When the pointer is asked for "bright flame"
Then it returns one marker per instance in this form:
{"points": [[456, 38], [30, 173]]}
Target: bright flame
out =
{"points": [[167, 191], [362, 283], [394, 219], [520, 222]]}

----

**Aim of the exercise:** Reproduce the data above line for line, with no changes to any character.

**Task answer:**
When the pointer is asked for "bright flame"
Then it returns one marker per instance in this form:
{"points": [[456, 38], [30, 173]]}
Target: bright flame
out =
{"points": [[167, 191], [362, 283], [394, 219], [520, 222]]}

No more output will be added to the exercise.